* **JOB**
Return only this: the line with "blue t-shirt in" and all the lines that follow it below, through the final one, exactly as they are.

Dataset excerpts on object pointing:
★ ★ ★ ★ ★

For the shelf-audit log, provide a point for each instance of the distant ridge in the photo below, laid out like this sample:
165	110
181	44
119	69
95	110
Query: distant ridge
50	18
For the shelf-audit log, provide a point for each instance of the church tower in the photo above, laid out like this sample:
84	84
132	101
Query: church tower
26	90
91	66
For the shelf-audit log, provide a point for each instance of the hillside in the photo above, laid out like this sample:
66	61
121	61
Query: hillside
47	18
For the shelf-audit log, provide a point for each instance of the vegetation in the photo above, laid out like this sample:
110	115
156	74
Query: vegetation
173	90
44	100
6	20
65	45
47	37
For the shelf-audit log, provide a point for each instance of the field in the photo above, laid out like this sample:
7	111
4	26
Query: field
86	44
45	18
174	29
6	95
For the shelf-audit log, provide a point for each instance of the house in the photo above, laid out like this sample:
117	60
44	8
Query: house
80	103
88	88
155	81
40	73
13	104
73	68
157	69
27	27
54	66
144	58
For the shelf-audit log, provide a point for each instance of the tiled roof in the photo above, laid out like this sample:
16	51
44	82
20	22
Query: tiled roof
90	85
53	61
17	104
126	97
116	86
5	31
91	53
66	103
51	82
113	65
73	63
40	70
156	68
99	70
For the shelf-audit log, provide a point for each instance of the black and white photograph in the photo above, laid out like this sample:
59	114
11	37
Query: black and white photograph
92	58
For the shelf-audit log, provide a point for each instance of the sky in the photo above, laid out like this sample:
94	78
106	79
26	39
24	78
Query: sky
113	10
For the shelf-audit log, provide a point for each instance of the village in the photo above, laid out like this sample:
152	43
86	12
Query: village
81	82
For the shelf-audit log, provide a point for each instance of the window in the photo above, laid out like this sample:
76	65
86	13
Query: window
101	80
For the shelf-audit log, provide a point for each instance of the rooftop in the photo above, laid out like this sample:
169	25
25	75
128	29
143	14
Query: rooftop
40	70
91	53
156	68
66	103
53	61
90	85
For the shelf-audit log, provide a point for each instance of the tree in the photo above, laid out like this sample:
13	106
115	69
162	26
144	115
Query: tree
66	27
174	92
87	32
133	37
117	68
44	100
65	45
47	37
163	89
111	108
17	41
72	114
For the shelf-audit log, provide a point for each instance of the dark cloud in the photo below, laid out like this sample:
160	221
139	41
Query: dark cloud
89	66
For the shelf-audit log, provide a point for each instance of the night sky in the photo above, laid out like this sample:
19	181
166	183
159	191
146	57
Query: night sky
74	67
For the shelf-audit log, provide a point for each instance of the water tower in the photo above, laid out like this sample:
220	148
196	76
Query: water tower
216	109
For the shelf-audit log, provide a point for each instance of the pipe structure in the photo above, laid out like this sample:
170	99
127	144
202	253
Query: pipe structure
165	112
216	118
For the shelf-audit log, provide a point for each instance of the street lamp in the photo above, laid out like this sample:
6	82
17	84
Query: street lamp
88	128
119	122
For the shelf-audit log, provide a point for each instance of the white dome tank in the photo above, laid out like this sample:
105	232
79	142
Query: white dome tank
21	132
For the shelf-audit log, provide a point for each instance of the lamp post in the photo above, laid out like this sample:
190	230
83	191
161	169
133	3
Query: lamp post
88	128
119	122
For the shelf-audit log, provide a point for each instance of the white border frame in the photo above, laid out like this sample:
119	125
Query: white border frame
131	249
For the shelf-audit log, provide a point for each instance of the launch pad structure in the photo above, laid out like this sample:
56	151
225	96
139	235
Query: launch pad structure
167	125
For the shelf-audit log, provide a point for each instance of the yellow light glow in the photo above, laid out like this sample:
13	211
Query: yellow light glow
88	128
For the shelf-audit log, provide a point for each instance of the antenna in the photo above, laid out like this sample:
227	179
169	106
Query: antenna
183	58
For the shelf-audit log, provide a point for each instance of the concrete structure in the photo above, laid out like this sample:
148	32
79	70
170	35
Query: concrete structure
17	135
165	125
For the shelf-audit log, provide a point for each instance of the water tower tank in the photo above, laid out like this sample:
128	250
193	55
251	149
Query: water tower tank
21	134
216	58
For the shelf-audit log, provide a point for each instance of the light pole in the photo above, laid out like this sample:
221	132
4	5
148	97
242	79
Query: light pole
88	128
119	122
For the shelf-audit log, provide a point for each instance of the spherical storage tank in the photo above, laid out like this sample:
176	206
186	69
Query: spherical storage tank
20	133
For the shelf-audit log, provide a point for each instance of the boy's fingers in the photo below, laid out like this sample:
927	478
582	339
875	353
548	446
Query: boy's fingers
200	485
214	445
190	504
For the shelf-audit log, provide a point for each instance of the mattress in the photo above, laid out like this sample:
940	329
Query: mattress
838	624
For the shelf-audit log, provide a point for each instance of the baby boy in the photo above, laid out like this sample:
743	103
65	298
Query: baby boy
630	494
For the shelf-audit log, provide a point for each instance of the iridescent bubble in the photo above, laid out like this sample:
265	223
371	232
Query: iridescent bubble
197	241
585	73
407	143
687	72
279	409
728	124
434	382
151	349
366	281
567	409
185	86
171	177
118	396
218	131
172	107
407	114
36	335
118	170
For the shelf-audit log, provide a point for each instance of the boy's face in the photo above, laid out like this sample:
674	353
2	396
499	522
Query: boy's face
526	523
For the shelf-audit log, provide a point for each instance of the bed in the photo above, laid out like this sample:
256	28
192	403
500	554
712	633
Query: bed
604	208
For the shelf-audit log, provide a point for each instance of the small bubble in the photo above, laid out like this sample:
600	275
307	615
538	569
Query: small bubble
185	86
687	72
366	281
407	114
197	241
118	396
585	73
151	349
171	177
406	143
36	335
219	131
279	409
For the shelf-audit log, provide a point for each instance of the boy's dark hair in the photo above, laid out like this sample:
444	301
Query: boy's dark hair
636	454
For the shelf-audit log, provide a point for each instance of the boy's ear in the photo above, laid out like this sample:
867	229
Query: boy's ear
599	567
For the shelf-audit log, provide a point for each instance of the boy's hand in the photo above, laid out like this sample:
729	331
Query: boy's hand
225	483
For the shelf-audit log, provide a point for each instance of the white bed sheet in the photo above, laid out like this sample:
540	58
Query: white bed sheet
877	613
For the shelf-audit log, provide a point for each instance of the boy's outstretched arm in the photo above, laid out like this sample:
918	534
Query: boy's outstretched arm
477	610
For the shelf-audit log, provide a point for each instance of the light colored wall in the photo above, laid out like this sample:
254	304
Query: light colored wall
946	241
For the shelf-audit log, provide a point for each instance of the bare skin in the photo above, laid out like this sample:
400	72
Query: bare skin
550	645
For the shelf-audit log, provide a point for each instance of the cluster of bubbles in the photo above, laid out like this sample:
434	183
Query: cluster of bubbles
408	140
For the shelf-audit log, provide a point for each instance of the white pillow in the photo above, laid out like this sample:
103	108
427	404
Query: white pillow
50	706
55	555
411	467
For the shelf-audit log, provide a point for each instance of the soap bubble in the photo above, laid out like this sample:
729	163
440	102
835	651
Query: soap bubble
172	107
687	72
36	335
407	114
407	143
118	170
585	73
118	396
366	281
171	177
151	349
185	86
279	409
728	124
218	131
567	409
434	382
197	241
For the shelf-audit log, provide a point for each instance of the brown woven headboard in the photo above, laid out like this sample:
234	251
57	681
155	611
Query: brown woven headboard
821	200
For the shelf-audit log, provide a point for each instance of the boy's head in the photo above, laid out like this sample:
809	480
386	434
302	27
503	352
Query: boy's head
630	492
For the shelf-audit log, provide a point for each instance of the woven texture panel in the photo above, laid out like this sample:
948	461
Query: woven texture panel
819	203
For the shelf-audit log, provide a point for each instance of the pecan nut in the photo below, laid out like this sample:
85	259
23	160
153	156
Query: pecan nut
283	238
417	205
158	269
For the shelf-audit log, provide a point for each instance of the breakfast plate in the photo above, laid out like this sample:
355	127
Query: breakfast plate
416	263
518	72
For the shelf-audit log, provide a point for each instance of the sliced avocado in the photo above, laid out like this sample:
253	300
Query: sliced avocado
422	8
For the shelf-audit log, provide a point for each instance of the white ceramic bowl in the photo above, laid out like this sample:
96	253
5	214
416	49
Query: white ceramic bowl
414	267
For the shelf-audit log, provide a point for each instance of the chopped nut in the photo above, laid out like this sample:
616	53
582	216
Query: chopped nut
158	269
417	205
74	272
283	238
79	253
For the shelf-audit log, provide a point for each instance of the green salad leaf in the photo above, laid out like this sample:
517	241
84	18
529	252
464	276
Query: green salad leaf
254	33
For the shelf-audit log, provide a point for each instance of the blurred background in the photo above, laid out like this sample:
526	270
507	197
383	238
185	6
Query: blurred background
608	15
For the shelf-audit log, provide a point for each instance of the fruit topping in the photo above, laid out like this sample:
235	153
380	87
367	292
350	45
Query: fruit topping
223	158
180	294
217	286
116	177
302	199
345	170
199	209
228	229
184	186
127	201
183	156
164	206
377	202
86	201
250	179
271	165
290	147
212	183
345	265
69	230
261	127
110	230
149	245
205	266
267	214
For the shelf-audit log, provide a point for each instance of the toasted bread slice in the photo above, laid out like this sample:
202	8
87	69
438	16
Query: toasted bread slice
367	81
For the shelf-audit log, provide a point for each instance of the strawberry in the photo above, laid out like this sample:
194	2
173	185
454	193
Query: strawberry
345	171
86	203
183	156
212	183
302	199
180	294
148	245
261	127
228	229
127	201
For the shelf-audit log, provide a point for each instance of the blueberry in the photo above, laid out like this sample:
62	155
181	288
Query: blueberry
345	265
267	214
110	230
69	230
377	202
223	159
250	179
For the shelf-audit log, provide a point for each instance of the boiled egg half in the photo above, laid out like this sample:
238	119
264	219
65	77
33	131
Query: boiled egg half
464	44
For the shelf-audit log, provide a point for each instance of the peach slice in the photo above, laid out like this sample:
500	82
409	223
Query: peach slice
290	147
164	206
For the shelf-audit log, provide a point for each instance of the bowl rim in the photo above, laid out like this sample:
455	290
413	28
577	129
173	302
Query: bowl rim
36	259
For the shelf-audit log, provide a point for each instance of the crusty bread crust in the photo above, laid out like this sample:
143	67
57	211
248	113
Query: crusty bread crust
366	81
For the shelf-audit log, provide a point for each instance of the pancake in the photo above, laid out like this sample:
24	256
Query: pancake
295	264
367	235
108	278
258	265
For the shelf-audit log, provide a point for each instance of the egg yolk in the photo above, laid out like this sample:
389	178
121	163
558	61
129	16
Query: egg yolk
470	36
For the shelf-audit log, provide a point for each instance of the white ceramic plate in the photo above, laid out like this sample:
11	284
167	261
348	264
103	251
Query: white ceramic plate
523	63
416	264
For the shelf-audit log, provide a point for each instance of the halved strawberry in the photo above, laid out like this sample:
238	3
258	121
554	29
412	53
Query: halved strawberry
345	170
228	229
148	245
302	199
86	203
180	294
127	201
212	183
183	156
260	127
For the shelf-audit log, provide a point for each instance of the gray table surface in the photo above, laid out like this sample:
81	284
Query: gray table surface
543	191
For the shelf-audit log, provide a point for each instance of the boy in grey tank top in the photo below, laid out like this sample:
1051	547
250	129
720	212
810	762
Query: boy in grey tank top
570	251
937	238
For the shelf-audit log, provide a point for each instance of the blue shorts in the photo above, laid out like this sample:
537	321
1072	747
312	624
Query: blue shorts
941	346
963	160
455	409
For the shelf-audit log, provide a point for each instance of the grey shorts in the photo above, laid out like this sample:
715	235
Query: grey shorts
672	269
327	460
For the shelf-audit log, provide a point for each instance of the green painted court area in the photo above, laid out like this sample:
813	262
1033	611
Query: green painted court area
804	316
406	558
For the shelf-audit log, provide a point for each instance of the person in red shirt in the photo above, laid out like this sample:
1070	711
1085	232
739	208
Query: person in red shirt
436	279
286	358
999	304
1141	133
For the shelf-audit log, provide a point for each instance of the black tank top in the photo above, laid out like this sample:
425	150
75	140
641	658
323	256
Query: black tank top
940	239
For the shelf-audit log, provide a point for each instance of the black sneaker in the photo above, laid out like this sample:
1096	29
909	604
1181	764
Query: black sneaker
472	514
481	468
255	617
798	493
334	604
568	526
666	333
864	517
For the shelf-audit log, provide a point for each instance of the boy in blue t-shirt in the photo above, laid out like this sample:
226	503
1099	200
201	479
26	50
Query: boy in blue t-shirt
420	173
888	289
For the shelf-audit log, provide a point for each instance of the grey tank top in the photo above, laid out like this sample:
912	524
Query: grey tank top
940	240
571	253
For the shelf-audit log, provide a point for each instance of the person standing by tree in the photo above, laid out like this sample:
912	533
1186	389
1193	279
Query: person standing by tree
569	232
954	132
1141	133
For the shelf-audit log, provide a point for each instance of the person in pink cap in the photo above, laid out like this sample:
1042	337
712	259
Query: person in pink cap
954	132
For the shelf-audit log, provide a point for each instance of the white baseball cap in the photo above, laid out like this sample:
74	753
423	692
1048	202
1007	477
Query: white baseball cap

★ ★ ★ ★ ★

* **SOLUTION**
For the shelf-audit log, provide a point for each instance of the boy in blue t-shirt in the photo above, laid out like this sample:
226	503
1099	200
201	479
26	50
Query: boy in blue t-shirt
420	173
888	289
For the shelf-audit log, provide a point for each instance of the grey tank top in the photo above, laid out like this sample:
912	524
Query: grey tank top
940	240
571	253
For the shelf-audit log, provide a point for each instance of the person standing by tree in the photo above, laid out like this sample:
912	533
1186	389
1193	279
Query: person standing by tree
569	232
954	132
1141	133
For the shelf-audit log, provide a point for each instance of the person in pink cap in the photo above, laid out like this sample:
1042	337
712	259
Query: person in pink cap
954	132
For the shelf-audit log, provide a point for each instance of the white baseball cap in the photo above, laid out like this sample:
74	753
423	692
1048	202
1007	477
Query: white baseball cap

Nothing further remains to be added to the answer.